(TEXT Opens)
Indirectly, the "Practicing" column also led to the publication of Kramer's bestseller Listening to Prozac (New York: Viking, 1993; second edition, Penguin, 1997). In the active private practice he maintained through the years, Kramer observed "changes in my patients that looked to me like changes in personality." What's more, many of those patients attributed particular powers to fluoxetine(Drug information on fluoxetine) (Prozac). "I wrote a couple of columns about those issues for PT, and I think in [one of] those columns coined the phrase ‘cosmetic psychopharmacology,'" he said. Those columns led to his being interviewed about Prozac in Newsweek and other publications.

Kramer then developed a book proposal and got an agent for what became Listening to Prozac, a book about the "biology of personality" that also explored the ethical questions surrounding a drug that many of Kramer's patients said made them feel "better than well," like different people.

When the book came out, it evoked high praise and strident criticism. Some mental health professionals claimed it dismissed psychotherapy. In statements in Psychology Today, Kramer warned that many have misinterpreted his book, that it is "really more a philosophical book about how the self is redefined in a culture that has biological instruments for changing things that previously were changed through religion or talk therapy" and that psychotherapy remains an important treatment for anxiety disorders and helping patients live with depression (Epstein, 2001). In fact, Kramer has been a member of the editorial board of the American Journal of Psychotherapy for many years.

Because of the book, Kramer was interviewed nearly every day for a year and became, according to The New York Times, possibly the best-known psychiatrist in America. Despite his celebrity status, Kramer sees psychiatry and writing as "humbling professions."
(TEXT Closes)
(MATERIAL SUPPLIED Opens)
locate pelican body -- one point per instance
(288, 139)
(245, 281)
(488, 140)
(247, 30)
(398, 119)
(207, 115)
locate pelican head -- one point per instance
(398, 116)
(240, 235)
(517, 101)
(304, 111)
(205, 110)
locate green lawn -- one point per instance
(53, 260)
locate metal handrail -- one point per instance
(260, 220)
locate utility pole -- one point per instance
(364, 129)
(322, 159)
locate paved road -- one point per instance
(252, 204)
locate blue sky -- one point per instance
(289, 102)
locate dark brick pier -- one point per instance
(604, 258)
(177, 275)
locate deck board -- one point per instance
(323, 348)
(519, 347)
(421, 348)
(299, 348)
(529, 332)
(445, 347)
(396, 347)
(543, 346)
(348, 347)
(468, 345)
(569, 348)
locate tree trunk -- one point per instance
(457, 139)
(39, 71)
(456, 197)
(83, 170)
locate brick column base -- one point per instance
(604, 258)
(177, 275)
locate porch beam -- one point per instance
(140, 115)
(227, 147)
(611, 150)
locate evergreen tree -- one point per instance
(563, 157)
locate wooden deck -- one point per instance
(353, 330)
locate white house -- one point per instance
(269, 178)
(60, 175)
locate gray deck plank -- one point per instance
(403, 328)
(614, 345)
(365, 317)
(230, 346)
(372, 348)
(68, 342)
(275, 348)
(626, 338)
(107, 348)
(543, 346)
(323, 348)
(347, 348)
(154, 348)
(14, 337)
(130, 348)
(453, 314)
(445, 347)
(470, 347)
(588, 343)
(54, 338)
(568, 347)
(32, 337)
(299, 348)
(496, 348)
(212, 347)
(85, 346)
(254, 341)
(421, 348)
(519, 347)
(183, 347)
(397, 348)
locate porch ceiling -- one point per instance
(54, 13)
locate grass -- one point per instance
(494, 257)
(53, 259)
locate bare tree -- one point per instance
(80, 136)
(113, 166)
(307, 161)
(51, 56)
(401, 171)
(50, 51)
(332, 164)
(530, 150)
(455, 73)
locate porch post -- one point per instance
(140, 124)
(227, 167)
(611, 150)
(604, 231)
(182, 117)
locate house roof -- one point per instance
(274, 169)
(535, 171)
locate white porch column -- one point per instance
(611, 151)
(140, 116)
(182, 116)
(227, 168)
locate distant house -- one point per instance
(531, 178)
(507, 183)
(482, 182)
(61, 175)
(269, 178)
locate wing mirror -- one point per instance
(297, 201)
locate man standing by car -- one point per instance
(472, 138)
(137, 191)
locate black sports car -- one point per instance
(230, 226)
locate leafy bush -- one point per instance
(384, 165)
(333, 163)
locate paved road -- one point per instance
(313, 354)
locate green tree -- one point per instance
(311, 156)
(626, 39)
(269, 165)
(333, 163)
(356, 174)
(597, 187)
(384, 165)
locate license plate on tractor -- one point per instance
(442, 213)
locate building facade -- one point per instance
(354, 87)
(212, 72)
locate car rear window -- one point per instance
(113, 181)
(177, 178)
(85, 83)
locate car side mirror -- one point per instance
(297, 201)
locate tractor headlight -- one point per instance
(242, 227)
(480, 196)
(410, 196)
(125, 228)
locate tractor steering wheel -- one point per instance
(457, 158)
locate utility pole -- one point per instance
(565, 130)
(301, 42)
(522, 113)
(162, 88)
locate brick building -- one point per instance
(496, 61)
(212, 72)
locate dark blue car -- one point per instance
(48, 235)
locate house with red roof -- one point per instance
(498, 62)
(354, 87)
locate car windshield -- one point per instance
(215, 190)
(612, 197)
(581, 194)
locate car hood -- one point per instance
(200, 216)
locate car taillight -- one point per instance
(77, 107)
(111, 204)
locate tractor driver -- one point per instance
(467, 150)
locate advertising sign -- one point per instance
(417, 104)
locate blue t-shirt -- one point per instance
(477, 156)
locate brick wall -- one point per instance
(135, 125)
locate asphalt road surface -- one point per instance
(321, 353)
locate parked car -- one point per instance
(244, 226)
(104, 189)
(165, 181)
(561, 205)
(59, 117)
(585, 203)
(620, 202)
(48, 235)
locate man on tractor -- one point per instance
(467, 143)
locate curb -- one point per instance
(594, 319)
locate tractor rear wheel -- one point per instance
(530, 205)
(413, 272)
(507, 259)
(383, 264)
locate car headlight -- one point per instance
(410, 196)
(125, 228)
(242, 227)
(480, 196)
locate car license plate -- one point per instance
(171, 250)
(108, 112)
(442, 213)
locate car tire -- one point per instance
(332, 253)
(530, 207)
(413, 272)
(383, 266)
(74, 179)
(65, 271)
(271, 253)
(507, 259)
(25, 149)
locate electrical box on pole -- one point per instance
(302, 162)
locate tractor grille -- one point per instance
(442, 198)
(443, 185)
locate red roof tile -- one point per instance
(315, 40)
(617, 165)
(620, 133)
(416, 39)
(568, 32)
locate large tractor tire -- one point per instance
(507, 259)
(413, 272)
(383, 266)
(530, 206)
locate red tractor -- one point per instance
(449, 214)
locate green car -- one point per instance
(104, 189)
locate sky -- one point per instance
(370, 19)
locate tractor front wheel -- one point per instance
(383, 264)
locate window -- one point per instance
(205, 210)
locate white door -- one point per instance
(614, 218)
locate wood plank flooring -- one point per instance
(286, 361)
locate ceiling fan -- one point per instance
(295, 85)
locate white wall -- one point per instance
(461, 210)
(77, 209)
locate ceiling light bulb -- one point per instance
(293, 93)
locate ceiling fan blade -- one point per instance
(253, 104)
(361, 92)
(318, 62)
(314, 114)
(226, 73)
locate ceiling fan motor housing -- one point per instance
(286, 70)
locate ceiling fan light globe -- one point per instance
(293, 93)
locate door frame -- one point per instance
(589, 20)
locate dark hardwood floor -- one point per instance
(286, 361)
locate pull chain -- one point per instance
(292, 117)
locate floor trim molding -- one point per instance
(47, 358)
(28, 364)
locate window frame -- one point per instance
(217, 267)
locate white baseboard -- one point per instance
(MATERIAL SUPPLIED Closes)
■ **EXERCISE REQUIREMENTS**:
Continue the text about Kramer and his book Listening to Prozac, starting right after its last sentence.

■ **ANSWER FOR THE TASK**:
"The fact that you are well known doesn't make your patients get better faster and doesn't make the sentences more felicitous. I think you just have to work at these things every day," he said.

He admits to having "mostly the same life for 20-plus years," which involves writing in the morning and seeing patients in the afternoon. "I did it when it was hard to make a living doing that, and I do it now when it is a little easier to make a living at it," he said. "I do speak more around the country than I would have."

Fame's primary benefit for Kramer is that it has enabled him to write several books. His third published book, Should You Leave? (New York: Scribner, 1997; Penguin paperback, 1999), introduces readers to modern theories about relationships. It features relationship dilemmas of fictional patients, using them as openings to discuss various views of giving advice. The views range from Harry Stack Sullivan and Sigmund Freud to columnist Ann Landers.

Kramer's next book, Spectacular Happiness (New York: Scribner, 2001; paperback, 2002), is a novel about a thoughtful, passionate community college teacher who becomes increasingly disgruntled as he underachieves in midlife, his marriage disintegrates, his beloved son leaves and he sees society becoming increasingly driven by meaningless consumption. He expresses his dissatisfaction by deciding to blow up beachfront homes on Cape Cod.